■ **Requirement**
Rewrite the records from the line with "tail light and produces pixel-level bounding boxes." to the line with "[271,846,355,870]", changing "twig on ground" to "fallen twig" and leaving everything else as it is.
## BEGIN Dataset
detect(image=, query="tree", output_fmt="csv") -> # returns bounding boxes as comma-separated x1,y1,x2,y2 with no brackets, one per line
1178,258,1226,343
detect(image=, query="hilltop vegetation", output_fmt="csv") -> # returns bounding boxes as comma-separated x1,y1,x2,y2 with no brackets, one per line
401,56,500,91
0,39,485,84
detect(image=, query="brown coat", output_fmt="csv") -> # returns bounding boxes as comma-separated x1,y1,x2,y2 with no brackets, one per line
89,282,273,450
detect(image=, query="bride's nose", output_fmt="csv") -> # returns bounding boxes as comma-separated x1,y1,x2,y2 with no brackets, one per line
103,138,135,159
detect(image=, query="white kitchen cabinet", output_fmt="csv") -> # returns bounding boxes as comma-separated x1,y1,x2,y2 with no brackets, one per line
## END Dataset
## BEGIN Dataset
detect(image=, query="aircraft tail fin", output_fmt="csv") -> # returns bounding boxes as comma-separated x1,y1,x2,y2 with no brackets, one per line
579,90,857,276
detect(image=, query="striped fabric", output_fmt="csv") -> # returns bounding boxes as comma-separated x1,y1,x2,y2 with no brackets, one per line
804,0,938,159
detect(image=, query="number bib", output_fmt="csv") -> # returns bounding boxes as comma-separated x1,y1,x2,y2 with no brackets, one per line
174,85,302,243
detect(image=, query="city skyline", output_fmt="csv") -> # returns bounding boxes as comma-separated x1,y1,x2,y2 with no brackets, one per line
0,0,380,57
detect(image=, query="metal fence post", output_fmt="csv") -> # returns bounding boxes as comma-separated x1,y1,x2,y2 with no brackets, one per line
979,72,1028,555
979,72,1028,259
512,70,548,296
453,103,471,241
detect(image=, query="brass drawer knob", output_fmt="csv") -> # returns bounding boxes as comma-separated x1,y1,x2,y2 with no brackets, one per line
## END Dataset
## BEGIN Dataset
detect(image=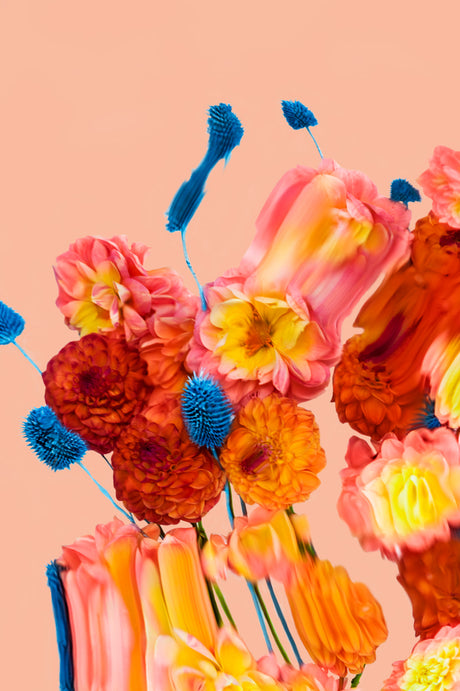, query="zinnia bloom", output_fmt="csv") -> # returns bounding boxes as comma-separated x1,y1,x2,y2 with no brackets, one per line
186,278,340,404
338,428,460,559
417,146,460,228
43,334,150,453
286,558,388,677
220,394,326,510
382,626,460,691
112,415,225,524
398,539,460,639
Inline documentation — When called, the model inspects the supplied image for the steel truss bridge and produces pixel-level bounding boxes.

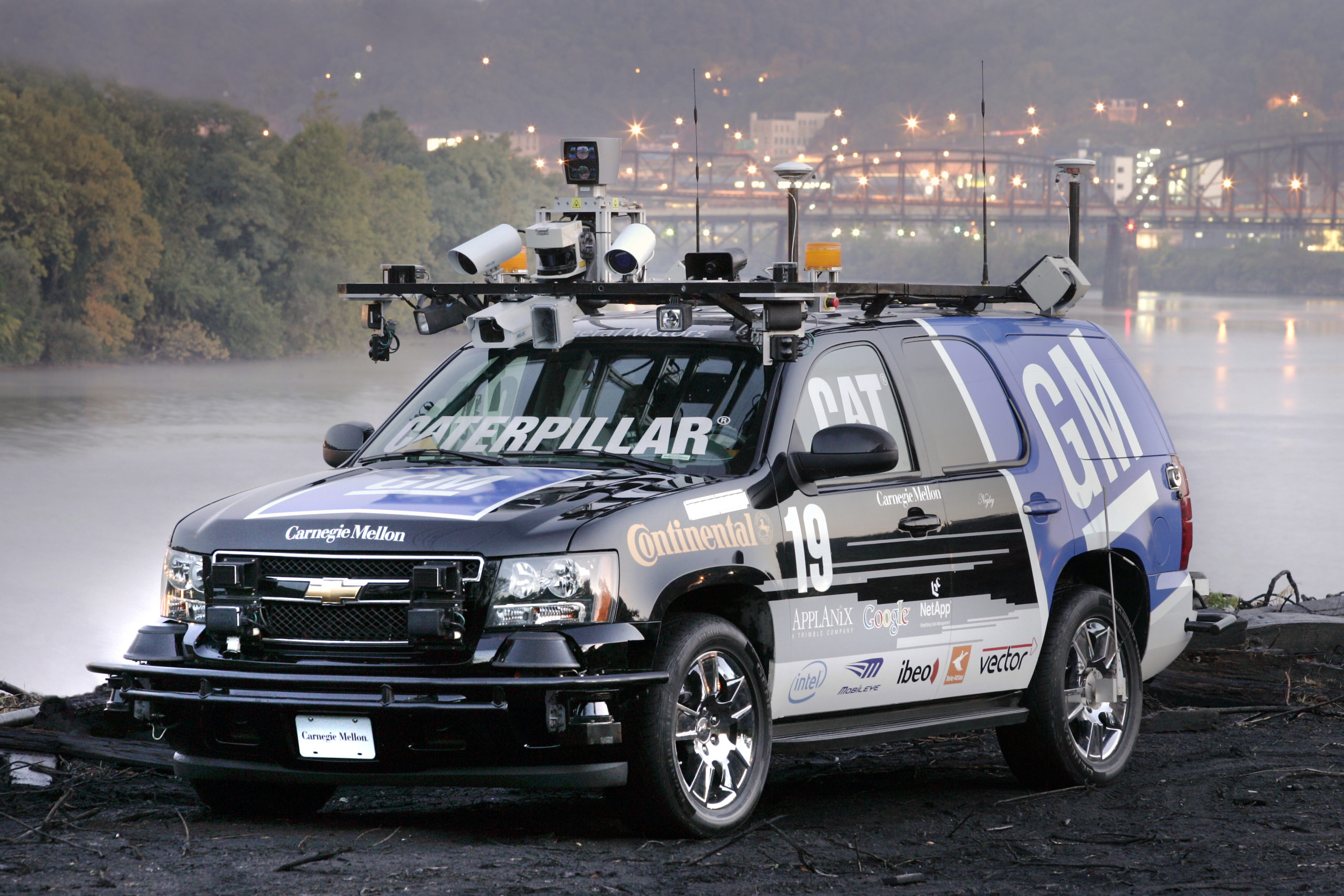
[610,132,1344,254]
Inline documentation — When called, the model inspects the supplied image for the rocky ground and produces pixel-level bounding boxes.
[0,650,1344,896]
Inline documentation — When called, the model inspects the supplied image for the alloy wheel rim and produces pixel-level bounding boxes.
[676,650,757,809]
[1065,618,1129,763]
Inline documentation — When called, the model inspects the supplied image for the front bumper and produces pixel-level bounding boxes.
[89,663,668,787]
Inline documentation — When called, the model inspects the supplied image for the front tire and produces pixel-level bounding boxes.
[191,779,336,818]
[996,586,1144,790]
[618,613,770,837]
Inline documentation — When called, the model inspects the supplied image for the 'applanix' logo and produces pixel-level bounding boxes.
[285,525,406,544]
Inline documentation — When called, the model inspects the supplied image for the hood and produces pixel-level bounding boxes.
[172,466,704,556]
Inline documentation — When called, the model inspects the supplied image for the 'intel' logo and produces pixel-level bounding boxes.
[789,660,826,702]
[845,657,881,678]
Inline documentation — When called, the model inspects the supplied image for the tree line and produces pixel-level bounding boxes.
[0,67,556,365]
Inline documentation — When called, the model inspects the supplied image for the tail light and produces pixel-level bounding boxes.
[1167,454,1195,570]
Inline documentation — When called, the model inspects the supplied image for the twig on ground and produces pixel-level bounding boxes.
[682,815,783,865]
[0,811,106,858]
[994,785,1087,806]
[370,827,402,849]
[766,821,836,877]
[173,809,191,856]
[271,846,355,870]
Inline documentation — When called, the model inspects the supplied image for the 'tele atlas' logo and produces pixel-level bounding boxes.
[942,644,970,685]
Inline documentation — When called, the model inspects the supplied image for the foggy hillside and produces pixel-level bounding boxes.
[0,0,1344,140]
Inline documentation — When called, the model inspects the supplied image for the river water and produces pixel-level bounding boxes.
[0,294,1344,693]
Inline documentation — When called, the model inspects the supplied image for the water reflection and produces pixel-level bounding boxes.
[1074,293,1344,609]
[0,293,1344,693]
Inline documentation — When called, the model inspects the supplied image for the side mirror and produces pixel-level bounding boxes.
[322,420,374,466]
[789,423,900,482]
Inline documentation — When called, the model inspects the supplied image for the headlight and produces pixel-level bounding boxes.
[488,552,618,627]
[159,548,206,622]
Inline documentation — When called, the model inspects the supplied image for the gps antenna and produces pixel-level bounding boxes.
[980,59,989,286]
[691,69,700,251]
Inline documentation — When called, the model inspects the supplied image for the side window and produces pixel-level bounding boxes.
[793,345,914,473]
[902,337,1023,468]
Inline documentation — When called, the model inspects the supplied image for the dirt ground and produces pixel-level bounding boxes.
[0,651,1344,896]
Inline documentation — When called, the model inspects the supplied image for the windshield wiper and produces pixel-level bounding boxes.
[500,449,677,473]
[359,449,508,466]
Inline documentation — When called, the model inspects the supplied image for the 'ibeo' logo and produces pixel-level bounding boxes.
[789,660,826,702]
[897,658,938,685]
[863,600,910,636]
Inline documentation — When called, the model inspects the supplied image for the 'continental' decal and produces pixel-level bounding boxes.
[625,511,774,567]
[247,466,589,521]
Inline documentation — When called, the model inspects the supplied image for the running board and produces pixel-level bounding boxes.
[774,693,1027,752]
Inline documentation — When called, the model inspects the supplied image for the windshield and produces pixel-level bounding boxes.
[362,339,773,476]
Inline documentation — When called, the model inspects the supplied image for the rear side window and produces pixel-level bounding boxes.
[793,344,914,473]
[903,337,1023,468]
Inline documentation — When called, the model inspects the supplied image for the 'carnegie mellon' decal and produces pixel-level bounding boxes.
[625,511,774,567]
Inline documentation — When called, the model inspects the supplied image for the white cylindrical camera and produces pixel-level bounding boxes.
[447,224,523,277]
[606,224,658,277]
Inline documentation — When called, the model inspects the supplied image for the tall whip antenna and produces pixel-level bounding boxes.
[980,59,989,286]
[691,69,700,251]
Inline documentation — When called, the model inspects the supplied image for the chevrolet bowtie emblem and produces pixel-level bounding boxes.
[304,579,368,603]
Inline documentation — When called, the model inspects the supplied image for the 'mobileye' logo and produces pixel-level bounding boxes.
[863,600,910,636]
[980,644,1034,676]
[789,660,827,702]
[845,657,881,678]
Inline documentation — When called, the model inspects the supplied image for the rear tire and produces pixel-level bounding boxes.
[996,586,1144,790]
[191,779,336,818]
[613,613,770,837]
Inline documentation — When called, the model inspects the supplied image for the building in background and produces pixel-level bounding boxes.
## END Dataset
■ **Worked answer**
Inline documentation — When called, the model inspects the supplied image for the tail light and produces pixel-level bounding boxes.
[1167,454,1195,570]
Inline documentation — When called, the model inspects the supplied image for the fallen twig and produces pixel-level bounding boxes.
[682,815,783,865]
[0,811,106,858]
[994,785,1087,806]
[370,827,402,849]
[766,821,836,877]
[173,809,191,856]
[271,846,355,870]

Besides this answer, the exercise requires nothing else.